▶ Required task
Update the data from the line containing "I would be grateful if you could mark the colorful" up to and including the line containing "(1146, 662)" by replacing "pie chart" with "donut chart", leaving everything else unchanged. Return only those lines.

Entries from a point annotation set
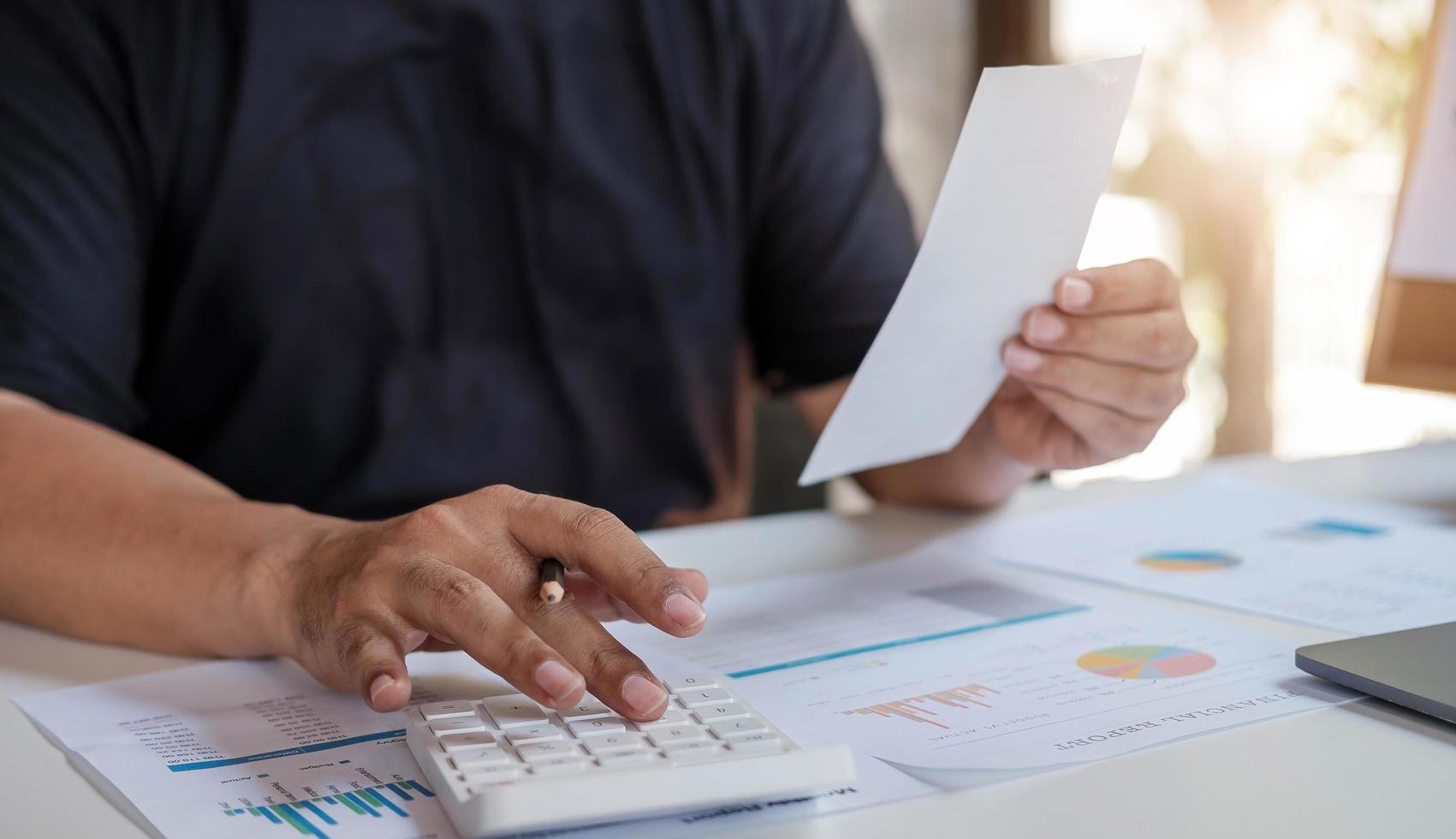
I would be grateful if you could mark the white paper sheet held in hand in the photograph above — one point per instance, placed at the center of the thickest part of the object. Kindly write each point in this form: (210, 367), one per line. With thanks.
(1011, 219)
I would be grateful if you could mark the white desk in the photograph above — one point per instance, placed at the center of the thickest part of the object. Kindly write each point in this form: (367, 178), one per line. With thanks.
(1360, 770)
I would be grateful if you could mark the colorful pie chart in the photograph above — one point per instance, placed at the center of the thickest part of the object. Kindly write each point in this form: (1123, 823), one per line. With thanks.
(1188, 561)
(1146, 662)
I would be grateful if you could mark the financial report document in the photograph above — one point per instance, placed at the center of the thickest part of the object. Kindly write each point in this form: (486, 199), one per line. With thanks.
(1340, 564)
(939, 669)
(1011, 219)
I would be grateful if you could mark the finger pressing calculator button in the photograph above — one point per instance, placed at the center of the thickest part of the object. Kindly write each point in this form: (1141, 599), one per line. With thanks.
(523, 735)
(457, 724)
(462, 741)
(677, 735)
(691, 683)
(589, 708)
(720, 711)
(602, 726)
(710, 697)
(728, 729)
(514, 710)
(440, 710)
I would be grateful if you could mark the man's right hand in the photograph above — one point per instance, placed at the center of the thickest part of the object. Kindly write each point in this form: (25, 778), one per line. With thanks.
(465, 573)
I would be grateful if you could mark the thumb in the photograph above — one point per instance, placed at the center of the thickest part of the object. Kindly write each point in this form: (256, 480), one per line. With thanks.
(375, 663)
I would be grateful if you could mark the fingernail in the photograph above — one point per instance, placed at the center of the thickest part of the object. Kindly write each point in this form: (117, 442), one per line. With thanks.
(683, 610)
(556, 679)
(1046, 326)
(1075, 292)
(379, 685)
(1021, 359)
(642, 695)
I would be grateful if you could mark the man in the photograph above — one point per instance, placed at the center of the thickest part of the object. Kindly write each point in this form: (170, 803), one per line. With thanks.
(312, 315)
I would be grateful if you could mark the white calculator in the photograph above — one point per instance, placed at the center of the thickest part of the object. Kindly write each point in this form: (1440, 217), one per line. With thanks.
(504, 764)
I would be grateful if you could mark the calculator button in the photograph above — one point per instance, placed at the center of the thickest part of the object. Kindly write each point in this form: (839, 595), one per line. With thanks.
(437, 710)
(457, 724)
(478, 758)
(603, 726)
(710, 697)
(677, 735)
(627, 759)
(514, 710)
(533, 735)
(560, 766)
(695, 752)
(589, 708)
(720, 711)
(538, 752)
(691, 683)
(670, 717)
(485, 777)
(462, 741)
(756, 743)
(728, 729)
(612, 743)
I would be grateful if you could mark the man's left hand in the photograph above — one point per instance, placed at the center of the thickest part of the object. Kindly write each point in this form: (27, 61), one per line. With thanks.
(1094, 376)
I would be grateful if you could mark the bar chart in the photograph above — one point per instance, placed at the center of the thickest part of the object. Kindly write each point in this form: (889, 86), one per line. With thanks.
(926, 707)
(316, 816)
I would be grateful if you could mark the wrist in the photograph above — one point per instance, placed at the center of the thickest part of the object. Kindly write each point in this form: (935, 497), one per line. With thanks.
(270, 577)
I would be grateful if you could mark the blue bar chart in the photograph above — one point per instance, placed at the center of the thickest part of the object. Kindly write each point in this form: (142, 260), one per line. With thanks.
(319, 816)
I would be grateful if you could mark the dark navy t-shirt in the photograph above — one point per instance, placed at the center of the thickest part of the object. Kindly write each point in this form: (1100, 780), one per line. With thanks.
(360, 255)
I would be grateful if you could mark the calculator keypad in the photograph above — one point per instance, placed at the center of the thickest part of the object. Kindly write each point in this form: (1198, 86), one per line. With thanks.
(510, 739)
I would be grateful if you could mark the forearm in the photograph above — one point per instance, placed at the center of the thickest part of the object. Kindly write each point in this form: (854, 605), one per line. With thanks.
(105, 538)
(976, 473)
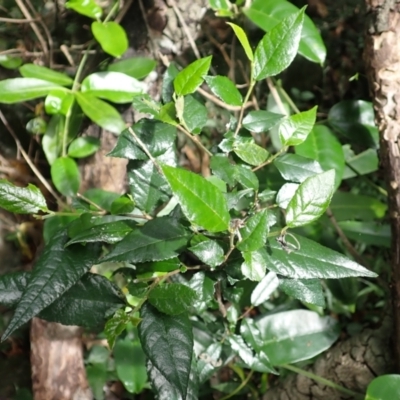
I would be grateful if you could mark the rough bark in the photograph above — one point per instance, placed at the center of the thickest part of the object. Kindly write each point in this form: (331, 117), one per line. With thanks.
(382, 56)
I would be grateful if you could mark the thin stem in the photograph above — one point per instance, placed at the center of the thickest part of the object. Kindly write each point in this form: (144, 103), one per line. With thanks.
(323, 381)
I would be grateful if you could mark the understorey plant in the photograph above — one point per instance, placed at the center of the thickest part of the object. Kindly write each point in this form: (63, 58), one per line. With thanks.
(197, 258)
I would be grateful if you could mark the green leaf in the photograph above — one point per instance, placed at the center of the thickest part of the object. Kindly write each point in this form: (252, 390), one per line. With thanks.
(191, 77)
(251, 153)
(16, 90)
(45, 74)
(312, 261)
(268, 13)
(295, 129)
(158, 239)
(66, 176)
(322, 146)
(85, 7)
(255, 264)
(112, 86)
(87, 303)
(225, 89)
(172, 298)
(278, 47)
(136, 67)
(311, 199)
(261, 121)
(56, 271)
(130, 365)
(20, 200)
(83, 147)
(296, 335)
(306, 290)
(241, 35)
(296, 168)
(264, 289)
(254, 234)
(168, 343)
(202, 203)
(100, 112)
(111, 36)
(384, 387)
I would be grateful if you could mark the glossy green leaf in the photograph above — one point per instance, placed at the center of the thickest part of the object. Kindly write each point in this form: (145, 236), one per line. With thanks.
(311, 261)
(254, 234)
(278, 47)
(172, 298)
(225, 89)
(136, 67)
(241, 35)
(66, 176)
(371, 233)
(306, 290)
(191, 77)
(294, 129)
(321, 145)
(261, 121)
(100, 112)
(130, 365)
(158, 239)
(384, 387)
(85, 7)
(88, 303)
(112, 86)
(56, 271)
(296, 168)
(296, 335)
(21, 200)
(201, 202)
(268, 13)
(45, 74)
(83, 146)
(264, 289)
(251, 153)
(16, 90)
(311, 199)
(111, 36)
(168, 343)
(255, 264)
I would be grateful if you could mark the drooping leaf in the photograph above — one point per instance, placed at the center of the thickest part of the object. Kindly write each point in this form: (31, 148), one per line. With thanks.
(168, 343)
(296, 335)
(311, 199)
(57, 270)
(20, 200)
(202, 203)
(278, 47)
(192, 76)
(312, 261)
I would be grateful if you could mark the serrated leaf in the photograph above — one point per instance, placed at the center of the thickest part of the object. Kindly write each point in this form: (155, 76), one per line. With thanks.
(254, 234)
(191, 77)
(202, 203)
(296, 168)
(111, 36)
(261, 121)
(311, 199)
(159, 239)
(20, 200)
(296, 335)
(264, 289)
(168, 343)
(172, 298)
(294, 129)
(57, 270)
(312, 261)
(278, 47)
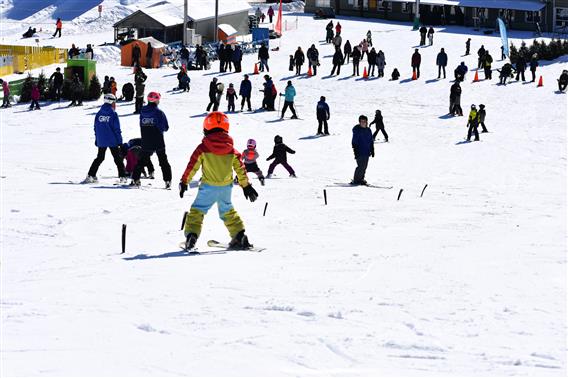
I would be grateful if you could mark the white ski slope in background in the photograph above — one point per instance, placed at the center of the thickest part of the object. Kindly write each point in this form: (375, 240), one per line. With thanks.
(470, 279)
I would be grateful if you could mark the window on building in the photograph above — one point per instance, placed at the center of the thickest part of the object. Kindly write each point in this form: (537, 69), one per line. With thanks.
(387, 4)
(561, 17)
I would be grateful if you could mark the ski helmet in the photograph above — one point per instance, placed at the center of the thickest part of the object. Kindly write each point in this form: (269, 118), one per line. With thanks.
(154, 97)
(216, 120)
(110, 98)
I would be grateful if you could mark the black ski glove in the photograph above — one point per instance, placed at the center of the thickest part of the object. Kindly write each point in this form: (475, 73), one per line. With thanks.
(250, 193)
(182, 189)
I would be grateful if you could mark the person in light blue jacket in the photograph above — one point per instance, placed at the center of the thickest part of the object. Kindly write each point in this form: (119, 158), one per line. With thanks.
(107, 135)
(289, 95)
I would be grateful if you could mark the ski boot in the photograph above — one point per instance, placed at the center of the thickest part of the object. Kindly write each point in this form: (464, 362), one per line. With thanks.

▶ Task output
I would be grateful if you could mark the colorful donut chart in the photograph above — one point per instance, placed at the center of the thickest part of the object. Kindly write each point in this form: (1123, 823), one per line. With thanks.
(1188, 561)
(1146, 662)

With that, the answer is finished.